Istruzioni del compito:
Per favore, ricopia parola per parola dall'articolo sull'omicidio Lo Faro il tratto che va da "Catania. Ad esito" a "frangia dei Carateddi.".

Brano citato:
★ ★ ★
Catania. Risolto l’omicidio Lo Faro, la Polizia arresta 5 persone: i dettagli

Catania. Ad esito delle indagini relative all’omicidio di Nicola Lo Faro 46 anni, presunto reggente del clan dei Cursoti, assassinato in un agguato a Catania il 4 maggio 2009, su delega della Procura della Repubblica di Catania Direzione distrettuale antimafia, la Squadra Mobile di Catania ha dato esecuzione ad ordinanza di custodia cautelare in carcere, emessa dal Gip del Tribunale di Catania Antonella Romano, su richiesta dei sostituti procuratori Giovannella Scaminaci e Pasquale Pacifico della Direzione distrettuale antimafia, a carico di 5 persone, ritenute responsabili del fatto di sangue e, a vario titolo, di detenzione e porto d’armi, con l’aggravante di aver commesso il delitto per agevolare l’associazione mafiosa della quale farebbero parte, il clan Cappello e segnatamente la frangia dei Carateddi.
★ ★ ★
(Voci salvate)
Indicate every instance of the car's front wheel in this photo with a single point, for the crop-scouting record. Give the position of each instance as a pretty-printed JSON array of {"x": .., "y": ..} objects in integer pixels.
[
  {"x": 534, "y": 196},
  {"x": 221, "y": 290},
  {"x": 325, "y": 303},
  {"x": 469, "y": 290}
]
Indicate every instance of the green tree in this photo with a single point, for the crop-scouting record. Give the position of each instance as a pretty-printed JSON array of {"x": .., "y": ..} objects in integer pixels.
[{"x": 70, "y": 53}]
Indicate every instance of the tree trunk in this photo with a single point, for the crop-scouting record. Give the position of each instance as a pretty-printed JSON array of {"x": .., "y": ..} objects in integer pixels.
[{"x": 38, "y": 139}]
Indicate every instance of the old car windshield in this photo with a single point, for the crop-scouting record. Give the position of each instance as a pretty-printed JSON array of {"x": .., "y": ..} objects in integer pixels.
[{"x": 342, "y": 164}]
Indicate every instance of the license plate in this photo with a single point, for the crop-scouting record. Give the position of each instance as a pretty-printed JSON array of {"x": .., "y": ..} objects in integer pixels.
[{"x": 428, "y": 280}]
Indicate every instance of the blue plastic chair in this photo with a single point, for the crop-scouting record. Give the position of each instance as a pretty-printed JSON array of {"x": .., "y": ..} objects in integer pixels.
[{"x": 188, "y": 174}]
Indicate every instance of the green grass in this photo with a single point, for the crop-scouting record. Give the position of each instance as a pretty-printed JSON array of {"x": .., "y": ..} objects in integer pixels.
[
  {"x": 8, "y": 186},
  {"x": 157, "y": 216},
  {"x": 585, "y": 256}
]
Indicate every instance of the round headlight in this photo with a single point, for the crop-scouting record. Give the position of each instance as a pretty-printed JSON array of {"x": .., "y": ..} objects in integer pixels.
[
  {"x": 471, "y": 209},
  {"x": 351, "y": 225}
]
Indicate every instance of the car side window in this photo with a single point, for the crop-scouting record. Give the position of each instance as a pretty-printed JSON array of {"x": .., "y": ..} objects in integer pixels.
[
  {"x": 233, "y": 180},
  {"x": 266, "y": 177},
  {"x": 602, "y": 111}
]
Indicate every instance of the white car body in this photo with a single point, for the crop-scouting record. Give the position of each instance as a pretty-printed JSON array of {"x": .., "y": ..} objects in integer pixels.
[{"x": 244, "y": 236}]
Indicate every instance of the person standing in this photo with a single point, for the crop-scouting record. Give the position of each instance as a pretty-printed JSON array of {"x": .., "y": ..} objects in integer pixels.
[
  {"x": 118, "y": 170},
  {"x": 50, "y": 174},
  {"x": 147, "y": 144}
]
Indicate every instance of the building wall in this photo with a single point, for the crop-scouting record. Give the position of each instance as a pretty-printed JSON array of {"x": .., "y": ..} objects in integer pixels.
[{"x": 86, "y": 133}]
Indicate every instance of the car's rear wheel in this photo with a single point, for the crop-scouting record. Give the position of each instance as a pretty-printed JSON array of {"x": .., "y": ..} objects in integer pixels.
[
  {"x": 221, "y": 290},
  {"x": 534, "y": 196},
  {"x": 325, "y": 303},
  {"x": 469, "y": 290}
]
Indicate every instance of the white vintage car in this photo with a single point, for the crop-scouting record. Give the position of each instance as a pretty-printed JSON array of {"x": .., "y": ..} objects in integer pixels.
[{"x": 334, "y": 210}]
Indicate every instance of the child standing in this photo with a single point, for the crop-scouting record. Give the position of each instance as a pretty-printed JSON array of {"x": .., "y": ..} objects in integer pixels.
★ ★ ★
Risposta corretta:
Catania. Ad esito delle indagini relative all’omicidio di Nicola Lo Faro 46 anni, presunto reggente del clan dei Cursoti, assassinato in un agguato a Catania il 4 maggio 2009, su delega della Procura della Repubblica di Catania Direzione distrettuale antimafia, la Squadra Mobile di Catania ha dato esecuzione ad ordinanza di custodia cautelare in carcere, emessa dal Gip del Tribunale di Catania Antonella Romano, su richiesta dei sostituti procuratori Giovannella Scaminaci e Pasquale Pacifico della Direzione distrettuale antimafia, a carico di 5 persone, ritenute responsabili del fatto di sangue e, a vario titolo, di detenzione e porto d’armi, con l’aggravante di aver commesso il delitto per agevolare l’associazione mafiosa della quale farebbero parte, il clan Cappello e segnatamente la frangia dei Carateddi.